_Objective_
Reproduce only the entries from the line containing "Question. Put a dot on every instance of the bald" through the end of the entries, substituting "olive" for "green" and leaving everything else unchanged.

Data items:
━━━━━━━━━━━━━━━━━━━━━━━━━━━━━━

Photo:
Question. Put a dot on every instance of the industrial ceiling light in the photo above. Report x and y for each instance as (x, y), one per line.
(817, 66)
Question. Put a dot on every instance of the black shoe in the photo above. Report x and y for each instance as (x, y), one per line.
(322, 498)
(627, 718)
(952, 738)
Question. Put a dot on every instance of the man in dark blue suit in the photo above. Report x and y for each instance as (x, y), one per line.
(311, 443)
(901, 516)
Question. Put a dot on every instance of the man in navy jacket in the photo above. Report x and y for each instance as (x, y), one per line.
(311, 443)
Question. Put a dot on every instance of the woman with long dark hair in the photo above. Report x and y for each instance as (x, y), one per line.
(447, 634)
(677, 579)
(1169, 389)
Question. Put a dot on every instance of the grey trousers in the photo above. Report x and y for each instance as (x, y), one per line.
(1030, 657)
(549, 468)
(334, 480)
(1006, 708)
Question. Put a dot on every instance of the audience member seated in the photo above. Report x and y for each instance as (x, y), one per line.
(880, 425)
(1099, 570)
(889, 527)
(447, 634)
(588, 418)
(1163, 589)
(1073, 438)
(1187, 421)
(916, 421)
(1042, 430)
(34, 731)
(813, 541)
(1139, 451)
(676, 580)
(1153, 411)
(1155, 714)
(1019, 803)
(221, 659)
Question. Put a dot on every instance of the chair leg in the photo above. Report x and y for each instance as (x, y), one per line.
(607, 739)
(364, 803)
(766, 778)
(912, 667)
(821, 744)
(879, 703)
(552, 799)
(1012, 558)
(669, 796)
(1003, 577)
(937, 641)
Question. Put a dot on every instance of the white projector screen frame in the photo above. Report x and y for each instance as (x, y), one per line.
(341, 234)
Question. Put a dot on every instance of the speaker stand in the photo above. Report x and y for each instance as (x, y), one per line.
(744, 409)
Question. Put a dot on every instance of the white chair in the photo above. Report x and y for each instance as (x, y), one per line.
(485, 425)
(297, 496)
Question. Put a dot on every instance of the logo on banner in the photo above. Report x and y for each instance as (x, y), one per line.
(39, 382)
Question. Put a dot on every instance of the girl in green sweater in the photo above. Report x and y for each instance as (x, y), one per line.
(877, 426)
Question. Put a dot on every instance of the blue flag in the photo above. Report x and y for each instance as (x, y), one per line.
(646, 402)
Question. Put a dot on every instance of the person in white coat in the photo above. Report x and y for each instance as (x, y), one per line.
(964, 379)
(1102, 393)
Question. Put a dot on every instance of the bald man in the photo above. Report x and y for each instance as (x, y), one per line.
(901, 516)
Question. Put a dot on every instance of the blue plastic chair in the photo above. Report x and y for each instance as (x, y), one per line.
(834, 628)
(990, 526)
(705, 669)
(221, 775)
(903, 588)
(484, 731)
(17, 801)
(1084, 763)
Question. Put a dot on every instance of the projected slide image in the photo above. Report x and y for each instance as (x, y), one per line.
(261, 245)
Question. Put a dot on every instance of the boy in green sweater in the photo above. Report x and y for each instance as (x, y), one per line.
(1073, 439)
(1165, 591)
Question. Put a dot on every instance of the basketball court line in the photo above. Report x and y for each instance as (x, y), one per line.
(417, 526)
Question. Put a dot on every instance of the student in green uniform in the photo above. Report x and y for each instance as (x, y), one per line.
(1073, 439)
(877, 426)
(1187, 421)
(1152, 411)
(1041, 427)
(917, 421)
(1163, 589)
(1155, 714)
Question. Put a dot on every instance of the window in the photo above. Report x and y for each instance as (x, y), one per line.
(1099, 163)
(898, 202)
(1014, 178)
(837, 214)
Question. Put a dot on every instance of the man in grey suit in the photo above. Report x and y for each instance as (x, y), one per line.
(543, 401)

━━━━━━━━━━━━━━━━━━━━━━━━━━━━━━

_Final result_
Question. Put a dot on every instance of the bald man in the photo above. Report x and y for each instance as (x, y), one per line.
(901, 516)
Question. Put a dot on every instance of the blue plastic chair in the photo above. Report x and y for each instance as (x, y), one per line.
(834, 628)
(990, 526)
(705, 669)
(221, 775)
(903, 588)
(484, 731)
(17, 801)
(1084, 763)
Question. Put a dot on every instance of the projected slide image in the photo above. Report x and y for each instance as (x, y), one per line.
(261, 245)
Question. Put a dot on every instance of the boy in olive sweater in the photo above. Report x and y for each instance as (x, y), one per line.
(1073, 439)
(1165, 591)
Question. Put a dot on every instance of the basketball court line in the photo above. Report x and y for each instance as (x, y), one per line.
(417, 526)
Question. Put a dot on every instance of the student in olive uniform in the photo above. Report x and y for each instance as (x, y), one per line.
(1073, 439)
(877, 426)
(1187, 421)
(1152, 411)
(1041, 427)
(917, 421)
(1163, 589)
(1155, 714)
Question. Put a dot on every instance of the window in the photo above. Report x and y for each instance as (x, y), one per line.
(1099, 163)
(898, 202)
(1014, 178)
(837, 214)
Question. Put a dot on every instance of the man in grey suit in the photo above. Report x and y for each instance as (x, y), one per line.
(543, 401)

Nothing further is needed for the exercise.